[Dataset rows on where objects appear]
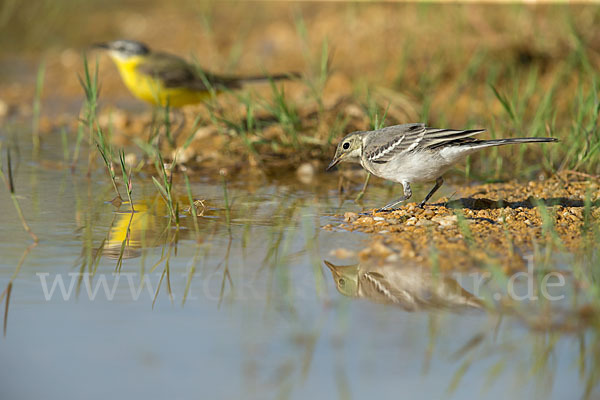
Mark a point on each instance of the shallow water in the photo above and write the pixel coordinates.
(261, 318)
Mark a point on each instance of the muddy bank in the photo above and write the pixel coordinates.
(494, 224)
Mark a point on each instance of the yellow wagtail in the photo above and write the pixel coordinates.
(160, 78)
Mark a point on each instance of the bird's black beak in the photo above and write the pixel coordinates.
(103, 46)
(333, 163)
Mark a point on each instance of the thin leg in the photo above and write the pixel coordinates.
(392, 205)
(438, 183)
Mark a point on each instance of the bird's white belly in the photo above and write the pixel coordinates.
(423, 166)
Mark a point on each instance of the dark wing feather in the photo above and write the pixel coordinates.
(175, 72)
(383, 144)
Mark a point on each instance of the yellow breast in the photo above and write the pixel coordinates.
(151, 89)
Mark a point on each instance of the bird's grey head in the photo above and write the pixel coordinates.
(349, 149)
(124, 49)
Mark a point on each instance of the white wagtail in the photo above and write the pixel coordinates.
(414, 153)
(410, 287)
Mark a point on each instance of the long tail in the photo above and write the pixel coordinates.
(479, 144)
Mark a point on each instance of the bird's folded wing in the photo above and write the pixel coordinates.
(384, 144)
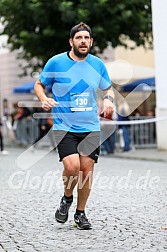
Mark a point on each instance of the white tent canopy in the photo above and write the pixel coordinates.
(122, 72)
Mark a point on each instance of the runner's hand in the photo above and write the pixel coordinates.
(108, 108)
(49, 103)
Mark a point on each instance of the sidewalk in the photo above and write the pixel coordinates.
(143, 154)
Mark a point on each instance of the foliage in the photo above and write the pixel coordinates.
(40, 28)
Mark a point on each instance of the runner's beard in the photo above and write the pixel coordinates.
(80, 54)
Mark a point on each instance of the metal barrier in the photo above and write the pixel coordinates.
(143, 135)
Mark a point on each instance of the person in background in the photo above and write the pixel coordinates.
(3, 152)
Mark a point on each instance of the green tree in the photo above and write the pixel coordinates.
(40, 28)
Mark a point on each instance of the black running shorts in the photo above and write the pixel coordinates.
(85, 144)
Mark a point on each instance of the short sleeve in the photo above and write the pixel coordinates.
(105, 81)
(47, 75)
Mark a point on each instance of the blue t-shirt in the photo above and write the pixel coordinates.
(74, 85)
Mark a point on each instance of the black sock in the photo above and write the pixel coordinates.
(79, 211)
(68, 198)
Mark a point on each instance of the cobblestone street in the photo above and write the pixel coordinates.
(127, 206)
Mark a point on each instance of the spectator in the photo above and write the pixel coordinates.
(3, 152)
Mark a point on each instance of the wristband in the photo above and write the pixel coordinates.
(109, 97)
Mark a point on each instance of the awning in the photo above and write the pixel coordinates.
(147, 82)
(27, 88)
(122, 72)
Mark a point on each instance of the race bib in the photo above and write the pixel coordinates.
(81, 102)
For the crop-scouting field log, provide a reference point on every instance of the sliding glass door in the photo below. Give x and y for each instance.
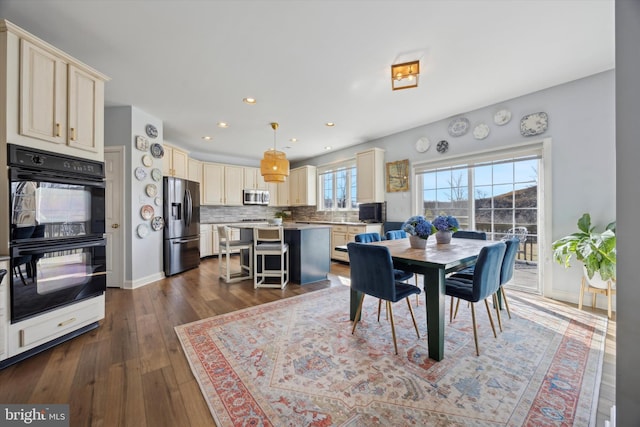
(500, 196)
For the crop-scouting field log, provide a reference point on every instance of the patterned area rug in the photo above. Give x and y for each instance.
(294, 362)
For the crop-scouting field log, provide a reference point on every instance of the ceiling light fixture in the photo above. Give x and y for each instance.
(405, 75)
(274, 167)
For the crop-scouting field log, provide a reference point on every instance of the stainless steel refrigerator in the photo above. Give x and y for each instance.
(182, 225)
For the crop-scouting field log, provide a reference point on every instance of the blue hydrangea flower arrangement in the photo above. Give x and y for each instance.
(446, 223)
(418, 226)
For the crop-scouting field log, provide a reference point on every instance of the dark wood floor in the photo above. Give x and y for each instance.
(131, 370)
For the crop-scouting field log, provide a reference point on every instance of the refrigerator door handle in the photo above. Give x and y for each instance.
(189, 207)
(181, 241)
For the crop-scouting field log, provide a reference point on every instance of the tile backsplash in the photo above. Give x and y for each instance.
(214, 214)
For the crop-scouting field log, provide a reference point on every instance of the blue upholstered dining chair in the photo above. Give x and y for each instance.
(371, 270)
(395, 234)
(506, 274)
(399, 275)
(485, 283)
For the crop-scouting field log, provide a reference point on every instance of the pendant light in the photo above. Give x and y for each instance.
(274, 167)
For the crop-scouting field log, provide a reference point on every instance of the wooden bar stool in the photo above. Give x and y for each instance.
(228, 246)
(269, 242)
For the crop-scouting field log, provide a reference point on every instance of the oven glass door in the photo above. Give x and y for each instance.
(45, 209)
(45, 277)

*The exercise*
Turn the records above into a JSON list of strings, one string per line, with blank lines dropped. Cover all the records and leave the pictures out of the list.

*Full output*
[
  "Mark a point on each instance of the shallow water in the photo above and write the pixel coordinates.",
  "(261, 318)",
  "Mark a point on each instance of the muddy bank in the photo above and write the pixel coordinates.",
  "(494, 224)",
  "Mark a point on each instance of the yellow wagtail in the photo above and write the pixel coordinates.",
  "(160, 78)",
  "Mark a point on each instance of the bird's black beak in the photo above and write the pixel coordinates.",
  "(103, 46)",
  "(333, 163)",
  "Mark a point on each instance of the thin leg in the photo above and write the pixel coordinates.",
  "(392, 205)",
  "(438, 183)",
  "Mark a point on each instance of the bird's white belly in the photo above and write the pixel coordinates.",
  "(423, 166)",
  "Mark a point on each instance of the dark wing feather in the photo above and write the pixel coordinates.",
  "(175, 72)",
  "(383, 144)",
  "Mark a point on each instance of the yellow breast in the photo above and write the pixel coordinates.",
  "(151, 89)",
  "Mark a point on each instance of the bird's grey head in the photo above and write the pixel coordinates.",
  "(349, 149)",
  "(124, 49)",
  "Mark a point on each instance of the white wagtail in the photo above and write the pixel coordinates.",
  "(414, 153)",
  "(410, 287)",
  "Mark a point on each instance of the long tail in the photo above and write the pixel coordinates.",
  "(479, 144)",
  "Mark a point on each instance of the bird's folded wing in the photo above and write the pixel coordinates.",
  "(384, 144)",
  "Mark a point on each instance of the white tent canopy in the photo above and write the pixel coordinates.",
  "(122, 72)",
  "Mark a point on each instance of the runner's hand in the photo above and write the pixel coordinates.",
  "(108, 108)",
  "(49, 103)",
  "Mark a point on each instance of the sidewalk in the photo above and write the pixel coordinates.",
  "(143, 154)",
  "Mark a point on each instance of the foliage in the photo above and write the pixel coordinates.",
  "(40, 28)",
  "Mark a point on each instance of the runner's beard in the photo above and write the pixel coordinates.",
  "(80, 54)",
  "Mark a point on each instance of the metal barrier in the photo above and write the pixel coordinates.",
  "(143, 135)",
  "Mark a point on each instance of the person in background in the photo above and write the pixel coordinates.",
  "(3, 152)",
  "Mark a point on each instance of the green tree in the photo above and write the pixel coordinates.",
  "(40, 28)",
  "Mark a point on each instance of the black running shorts in the photo above and write the pixel coordinates.",
  "(85, 144)",
  "Mark a point on each instance of the short sleeve in the photo above and write the pixel coordinates.",
  "(105, 81)",
  "(47, 75)",
  "Mark a point on each instance of the blue t-shirt in the photo above and write the pixel coordinates.",
  "(74, 85)",
  "Mark a point on each instance of the black sock in the photo above and write the pixel coordinates.",
  "(79, 211)",
  "(68, 198)",
  "Mark a point on each instance of the cobblestone street in the photo above and write the pixel coordinates.",
  "(127, 206)",
  "Mark a point on each instance of the spectator in the photo above and write the pixel coordinates.",
  "(3, 152)",
  "Mark a point on each instance of the wristband in the photo above and write the pixel coordinates.",
  "(109, 97)",
  "Mark a point on each instance of the awning in the photo above and write the pixel coordinates.",
  "(147, 82)",
  "(27, 88)",
  "(122, 72)",
  "Mark a point on each instance of the race bib in the photo above and write the pixel coordinates.",
  "(81, 102)",
  "For the crop-scouting field log, provide a reference point on every instance of the sliding glass door in the photo below. Give x and y for each instance.",
  "(500, 196)",
  "For the crop-scouting field log, provide a reference point on every instance of the patterned area rug in the photo above. Give x and y for each instance.",
  "(294, 362)",
  "For the crop-scouting field log, provide a reference point on every instance of the ceiling light fixture in the photo above. Give x and y for each instance.",
  "(405, 75)",
  "(274, 167)",
  "For the crop-scouting field log, provide a reference point on every instance of the stainless steel refrigerator in the photo above. Give x and y for each instance.",
  "(182, 225)",
  "For the crop-scouting field log, provide a reference point on every instance of the blue hydrangea flower arrangement in the photo above. Give x and y for each instance.",
  "(446, 223)",
  "(418, 226)",
  "For the crop-scouting field log, provide a reference point on every instance of the dark wood floor in the photo above. Give x and y for each instance.",
  "(131, 370)",
  "For the crop-scouting field log, provide a reference point on every instance of the refrigerator door handle in the photo above. Give x and y for each instance.",
  "(189, 207)",
  "(181, 241)",
  "For the crop-scouting field log, provide a reference point on every instance of the tile backsplash in the photo above. Give x and y for each instance.",
  "(214, 214)",
  "For the crop-scouting field log, provide a reference point on every instance of the blue upholstered dining chair in the photo above. Give x and y for each instance.",
  "(371, 270)",
  "(395, 234)",
  "(506, 274)",
  "(399, 275)",
  "(485, 283)",
  "For the crop-scouting field log, provide a reference point on every instance of the pendant light in the photo above. Give x and y for each instance.",
  "(274, 167)",
  "For the crop-scouting field log, provide a reference point on every instance of the wooden bar stool in the photo above. Give x and y for each instance.",
  "(228, 246)",
  "(269, 242)",
  "For the crop-scouting field log, provide a reference point on every instance of the oven glass door in the photo above. Give x and y for each instance.",
  "(45, 209)",
  "(45, 277)"
]